DIRECTIONS FOR THIS TASK
Each line below should be retyped exactly, with no pictures.

MATERIAL FOR THIS TASK

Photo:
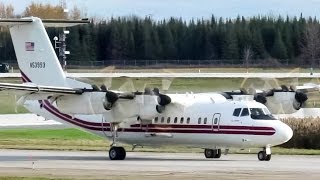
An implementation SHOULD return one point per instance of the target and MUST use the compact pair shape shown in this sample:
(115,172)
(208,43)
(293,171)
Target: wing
(29,88)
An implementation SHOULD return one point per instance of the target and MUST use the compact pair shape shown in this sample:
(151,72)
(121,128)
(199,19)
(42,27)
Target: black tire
(262,156)
(122,153)
(209,153)
(268,157)
(114,153)
(117,153)
(217,154)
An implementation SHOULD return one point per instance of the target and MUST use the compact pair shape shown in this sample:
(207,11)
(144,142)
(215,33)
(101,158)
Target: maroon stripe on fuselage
(158,128)
(179,126)
(66,116)
(24,77)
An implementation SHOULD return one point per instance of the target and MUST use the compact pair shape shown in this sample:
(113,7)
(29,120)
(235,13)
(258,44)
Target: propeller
(282,99)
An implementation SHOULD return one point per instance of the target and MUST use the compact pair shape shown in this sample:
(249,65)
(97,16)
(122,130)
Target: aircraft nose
(286,133)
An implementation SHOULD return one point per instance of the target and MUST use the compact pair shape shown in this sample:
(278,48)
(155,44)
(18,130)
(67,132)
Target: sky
(187,9)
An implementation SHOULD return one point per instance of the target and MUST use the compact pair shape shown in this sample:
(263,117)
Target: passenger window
(245,112)
(199,121)
(215,120)
(236,112)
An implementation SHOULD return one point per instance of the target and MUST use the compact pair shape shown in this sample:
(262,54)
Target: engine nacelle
(87,103)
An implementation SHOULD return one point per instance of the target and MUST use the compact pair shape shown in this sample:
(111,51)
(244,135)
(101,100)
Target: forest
(260,39)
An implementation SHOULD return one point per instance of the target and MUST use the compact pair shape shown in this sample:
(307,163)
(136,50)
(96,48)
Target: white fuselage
(192,120)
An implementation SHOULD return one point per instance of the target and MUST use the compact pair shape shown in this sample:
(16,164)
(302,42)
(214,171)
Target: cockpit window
(236,112)
(245,112)
(261,114)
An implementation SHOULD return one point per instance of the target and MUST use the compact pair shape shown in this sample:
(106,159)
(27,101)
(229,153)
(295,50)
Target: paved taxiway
(155,165)
(181,75)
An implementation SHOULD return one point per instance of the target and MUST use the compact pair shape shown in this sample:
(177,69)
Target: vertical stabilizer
(36,57)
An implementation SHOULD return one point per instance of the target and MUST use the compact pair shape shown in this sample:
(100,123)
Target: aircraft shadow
(103,158)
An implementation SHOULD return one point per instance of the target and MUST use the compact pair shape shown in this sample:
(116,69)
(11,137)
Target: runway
(180,75)
(142,165)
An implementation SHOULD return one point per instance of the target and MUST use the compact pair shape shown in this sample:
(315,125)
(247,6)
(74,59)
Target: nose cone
(286,133)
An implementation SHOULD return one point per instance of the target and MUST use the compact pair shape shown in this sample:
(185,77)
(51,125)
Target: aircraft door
(216,122)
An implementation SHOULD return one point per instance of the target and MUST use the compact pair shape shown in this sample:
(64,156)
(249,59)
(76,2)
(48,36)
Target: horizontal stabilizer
(46,22)
(32,88)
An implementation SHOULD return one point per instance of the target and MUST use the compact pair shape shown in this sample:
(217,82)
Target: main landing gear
(265,154)
(212,153)
(116,152)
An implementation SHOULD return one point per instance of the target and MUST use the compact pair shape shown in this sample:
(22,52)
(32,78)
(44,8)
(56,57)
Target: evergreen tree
(279,50)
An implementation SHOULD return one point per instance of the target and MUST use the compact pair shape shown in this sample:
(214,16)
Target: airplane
(208,121)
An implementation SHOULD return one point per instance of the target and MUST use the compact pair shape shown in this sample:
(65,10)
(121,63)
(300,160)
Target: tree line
(259,39)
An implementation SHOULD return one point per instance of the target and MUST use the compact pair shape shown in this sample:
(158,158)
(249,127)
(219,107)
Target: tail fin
(36,57)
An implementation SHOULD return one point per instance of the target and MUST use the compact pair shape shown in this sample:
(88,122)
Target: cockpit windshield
(261,114)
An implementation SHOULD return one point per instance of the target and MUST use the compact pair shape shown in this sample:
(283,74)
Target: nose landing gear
(265,154)
(117,153)
(212,153)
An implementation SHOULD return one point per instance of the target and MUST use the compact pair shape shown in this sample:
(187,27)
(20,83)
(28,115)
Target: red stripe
(24,77)
(178,126)
(66,116)
(136,127)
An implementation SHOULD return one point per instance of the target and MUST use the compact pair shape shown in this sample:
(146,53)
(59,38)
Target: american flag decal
(29,46)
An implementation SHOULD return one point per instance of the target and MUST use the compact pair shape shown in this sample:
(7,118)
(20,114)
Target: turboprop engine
(282,101)
(143,105)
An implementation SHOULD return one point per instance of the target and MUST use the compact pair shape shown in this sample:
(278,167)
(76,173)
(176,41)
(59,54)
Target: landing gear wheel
(262,156)
(217,153)
(117,153)
(268,157)
(209,153)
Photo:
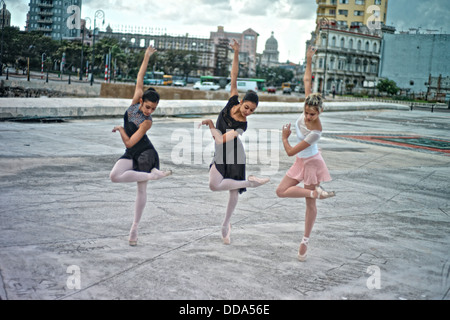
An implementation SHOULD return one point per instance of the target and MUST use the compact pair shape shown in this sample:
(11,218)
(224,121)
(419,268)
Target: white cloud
(291,20)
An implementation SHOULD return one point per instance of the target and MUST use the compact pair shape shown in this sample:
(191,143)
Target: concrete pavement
(64,225)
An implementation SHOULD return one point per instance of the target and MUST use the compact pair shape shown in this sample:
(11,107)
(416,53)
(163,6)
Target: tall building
(248,41)
(347,60)
(51,18)
(203,47)
(271,55)
(413,60)
(352,13)
(349,39)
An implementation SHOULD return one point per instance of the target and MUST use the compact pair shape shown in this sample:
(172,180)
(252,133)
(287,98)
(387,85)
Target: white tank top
(312,137)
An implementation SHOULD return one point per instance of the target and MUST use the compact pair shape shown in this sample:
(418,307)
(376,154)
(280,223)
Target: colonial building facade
(347,60)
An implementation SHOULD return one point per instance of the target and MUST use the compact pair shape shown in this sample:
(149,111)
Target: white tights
(218,183)
(123,173)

EXERCISE RESPONSE
Photo:
An implementation SHOULD return one point per instance of the target and MUST use the compact pair shape shown in this sample:
(115,172)
(208,43)
(293,171)
Target: wing
(29,88)
An implementation SHOULD return one point per instance of the target and MUST use the compact pair shape shown in this sample:
(151,72)
(121,128)
(199,19)
(42,27)
Target: black tire
(262,156)
(122,153)
(209,153)
(268,157)
(114,153)
(117,153)
(217,154)
An implementation SHOULD return one point per instance of the target and MUST use the compact pair shape shown in this sample:
(207,11)
(144,142)
(215,33)
(101,158)
Target: maroon stripe on fuselage
(158,128)
(179,126)
(66,116)
(24,77)
An implementation SHOULD return one point per instance of the target and MUST use the compact pair shape shown in this sample:
(113,7)
(29,120)
(235,13)
(258,44)
Target: propeller
(282,99)
An implementation SHOULD return one point per instance of the target and MUST use the compact pair shape shown in this sample:
(249,65)
(97,16)
(122,130)
Target: aircraft nose
(286,133)
An implementation SHOULD return one point per instance of the target and MUST use the compact pair shape shown in this sample:
(278,48)
(155,44)
(18,130)
(67,132)
Target: sky
(187,9)
An implementation SHOULD return one point per instance of the target and MUST use the compact pair shape shown in this sample:
(263,117)
Target: passenger window
(245,112)
(199,121)
(215,120)
(236,112)
An implementation SHOULD return one point per instance of the target and MUST use the compact pair shape shown in this sample:
(262,54)
Target: engine nacelle
(87,103)
An implementation SHOULD return one point per instance of the target and MUST use the compact pair shape shown in this sample:
(111,51)
(244,135)
(101,100)
Target: forest
(260,39)
An implementation SHOULD return one point per instance of the target and MUST use the compact pair shape shown in this sample:
(307,163)
(136,50)
(96,48)
Target: white fuselage
(192,120)
An implementation SHOULD return one point per instance of the target and MUST use the compact pair shape shown in this sample:
(16,164)
(302,42)
(214,171)
Target: cockpit window
(236,112)
(245,112)
(261,114)
An implementation SHOULD return one point per instance of the target and MUST use the compact pair shape shown in this sample:
(106,159)
(27,101)
(229,153)
(295,50)
Target: paved taxiway
(155,165)
(181,75)
An implementation SHOULD return one point per instance of the target and MUST use the compact pair shape shown in this sample:
(177,69)
Target: vertical stabilizer
(36,57)
An implementation SHOULD return one point per instance of the target and MUST use the compact pair shape shown in this sample:
(100,123)
Target: aircraft shadow
(103,158)
An implementation SHOULD return one point per instance of the target and MUST use the compact pair shape shown in this sample:
(116,69)
(11,137)
Target: runway
(180,75)
(142,165)
An implementation SHOULD return one point per instance of the target and MUST use the compact pair shape shown in this sample:
(315,125)
(247,6)
(74,59)
Target: nose cone
(286,133)
An implementation SHOULD return one point per instance of the target and MUST use the compact pair shape shown in this sample:
(185,77)
(51,125)
Target: aircraft door
(216,122)
An implementation SHOULD return one point per instance of the target and MUST use the compact pair shape shown in this sample:
(64,156)
(249,59)
(76,2)
(48,36)
Target: horizontal stabilizer
(46,22)
(32,88)
An implementation SHOULD return one point per instance of the target and MUST use the compact pair shape shown in this sample:
(217,82)
Target: main landing gear
(265,154)
(212,153)
(116,152)
An implementation SHOULD return one point per instance of the target and MUST use the compact pair shape shown in this sample:
(22,52)
(32,78)
(44,8)
(56,57)
Target: evergreen tree
(279,50)
An implementation SHOULD return one point per instance of the target and MUST use the compact pair shape shown in this sample:
(214,16)
Target: airplane
(208,121)
An implementation SHOULD return one point per instance of the target and MUST use the compact pair shape shown in this sample:
(65,10)
(121,63)
(300,160)
Target: tree line
(259,39)
An implementation SHOULD return one point per instance of the target and MUST use the compact pair shape shown in this sample:
(158,158)
(249,127)
(219,107)
Target: tail fin
(36,57)
An implementation SHOULD return one point per instance of the target and MUST use the compact pair shape shown in this sample:
(88,122)
Target: cockpit windshield
(261,114)
An implementation SHOULD return one point per instance of the target and MUST use the compact pair shape shown in this sample:
(283,74)
Target: nose landing gear
(265,154)
(117,153)
(212,153)
An implementation SHOULD return one point per instance of the target and MUST use the compact pair shape shown in this sample:
(187,27)
(20,83)
(28,115)
Target: red stripe
(24,77)
(178,126)
(66,116)
(136,127)
An implementation SHOULD return one point per instance of the target and MUST use the compact pair shape shown in this sample:
(146,53)
(59,38)
Target: american flag decal
(29,46)
An implementation SHOULD return one point per instance of the target and MUST use the compact pair shape shown in this sample:
(7,118)
(20,114)
Target: turboprop engine
(282,101)
(143,105)
An implementation SHOULD return one point per instance of the target and MUST use the compact pair shape shown in this sample:
(278,167)
(76,173)
(176,41)
(59,54)
Target: landing gear wheel
(262,156)
(217,153)
(117,153)
(268,157)
(209,153)
Photo:
An implementation SHOULD return one point per instance of the target and MUST use the compact pair shape shown in this sample:
(11,218)
(224,121)
(419,268)
Target: white cloud
(291,20)
An implementation SHOULD return one point per instance of the target and MUST use the compact pair shape shown in this sample:
(191,143)
Target: concrete pavement
(64,225)
An implementation SHOULD return one point per instance of the target and MUST use the compact pair shape shown in this sample:
(11,107)
(416,53)
(163,6)
Target: tall building
(248,41)
(347,60)
(51,18)
(203,47)
(271,55)
(413,60)
(352,13)
(349,39)
An implementation SHOULD return one point per instance of the target and MUST use the compact pair shape shown in this sample:
(172,180)
(252,133)
(287,98)
(387,85)
Target: white tank top
(312,137)
An implementation SHOULD return one point per instance of the target and MUST use the compact pair shape shown in this sample:
(418,307)
(376,154)
(280,223)
Target: colonial building facade
(347,60)
An implementation SHOULD return one point per instance of the target and MUST use the compact pair shape shown in this sample:
(149,111)
Target: white tights
(218,183)
(123,173)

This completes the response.